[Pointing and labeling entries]
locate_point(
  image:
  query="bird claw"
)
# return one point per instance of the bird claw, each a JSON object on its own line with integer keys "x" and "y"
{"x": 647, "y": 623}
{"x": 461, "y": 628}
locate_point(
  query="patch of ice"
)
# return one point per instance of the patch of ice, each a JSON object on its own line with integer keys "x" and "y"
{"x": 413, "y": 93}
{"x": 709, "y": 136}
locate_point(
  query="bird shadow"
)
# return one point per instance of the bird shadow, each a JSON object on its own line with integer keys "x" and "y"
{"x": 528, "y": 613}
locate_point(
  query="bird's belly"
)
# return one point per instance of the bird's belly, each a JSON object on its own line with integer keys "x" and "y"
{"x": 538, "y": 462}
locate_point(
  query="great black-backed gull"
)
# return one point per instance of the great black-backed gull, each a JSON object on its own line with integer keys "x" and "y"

- [Prompt]: Reproduce all of the records above, requests included, adding 62 to every x and y coordinate in the answers.

- [The reply]:
locate_point(
  image:
  query="bird claw"
)
# return one point per instance of the bird claw, each a JSON object on its own line with integer keys "x" and "y"
{"x": 709, "y": 685}
{"x": 523, "y": 690}
locate_point(
  query="patch of ice"
)
# return one point per instance of the patch of ice, each a JSON object on its own line with integer keys "x" and "y"
{"x": 475, "y": 155}
{"x": 771, "y": 198}
locate_point(
  query="bird shadow"
)
# return one point per instance of the bird shadow, each a JSON object on its own line with integer keys "x" and "y"
{"x": 590, "y": 675}
locate_point(
  query="bird's belly"
)
# return one point per instance of the bird's belly, each a JSON object on its own line with integer keys "x" and "y"
{"x": 600, "y": 524}
locate_point(
  query="great black-backed gull"
)
# return one point per instance of the great black-backed gull, each a JSON object on its own line with integer keys "x" and "y"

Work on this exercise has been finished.